# RECORDS SHOWN
---*---

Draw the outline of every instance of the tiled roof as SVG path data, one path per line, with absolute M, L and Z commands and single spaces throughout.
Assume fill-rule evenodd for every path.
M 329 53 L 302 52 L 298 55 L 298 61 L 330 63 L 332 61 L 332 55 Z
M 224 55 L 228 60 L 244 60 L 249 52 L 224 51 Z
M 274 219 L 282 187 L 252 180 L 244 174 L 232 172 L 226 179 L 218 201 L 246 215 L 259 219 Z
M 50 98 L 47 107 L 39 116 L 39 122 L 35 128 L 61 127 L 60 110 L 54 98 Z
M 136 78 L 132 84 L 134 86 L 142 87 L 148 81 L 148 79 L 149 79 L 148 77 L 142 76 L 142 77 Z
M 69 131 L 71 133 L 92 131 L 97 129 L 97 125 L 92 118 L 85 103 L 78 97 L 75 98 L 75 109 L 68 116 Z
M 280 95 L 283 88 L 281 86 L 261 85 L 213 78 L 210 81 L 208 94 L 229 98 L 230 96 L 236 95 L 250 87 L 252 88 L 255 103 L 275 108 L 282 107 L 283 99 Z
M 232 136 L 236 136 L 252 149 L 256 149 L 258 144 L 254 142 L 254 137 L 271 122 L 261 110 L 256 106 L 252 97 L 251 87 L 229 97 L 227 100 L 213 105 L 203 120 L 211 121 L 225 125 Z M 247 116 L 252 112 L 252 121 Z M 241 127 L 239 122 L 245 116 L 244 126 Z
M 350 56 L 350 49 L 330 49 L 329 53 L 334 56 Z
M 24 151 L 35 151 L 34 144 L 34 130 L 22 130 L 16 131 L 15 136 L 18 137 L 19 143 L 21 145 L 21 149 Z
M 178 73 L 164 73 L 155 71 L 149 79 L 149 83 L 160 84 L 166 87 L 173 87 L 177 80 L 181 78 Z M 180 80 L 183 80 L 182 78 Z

---*---

# REQUIRED WORK
Among the lines of the listing above, which ones contain the word "every"? Show them.

# REPLY
Draw the outline of every instance of the tiled roof as SVG path data, one path per line, with absolute M, L and Z commands and single spaces throughout.
Assume fill-rule evenodd for every path.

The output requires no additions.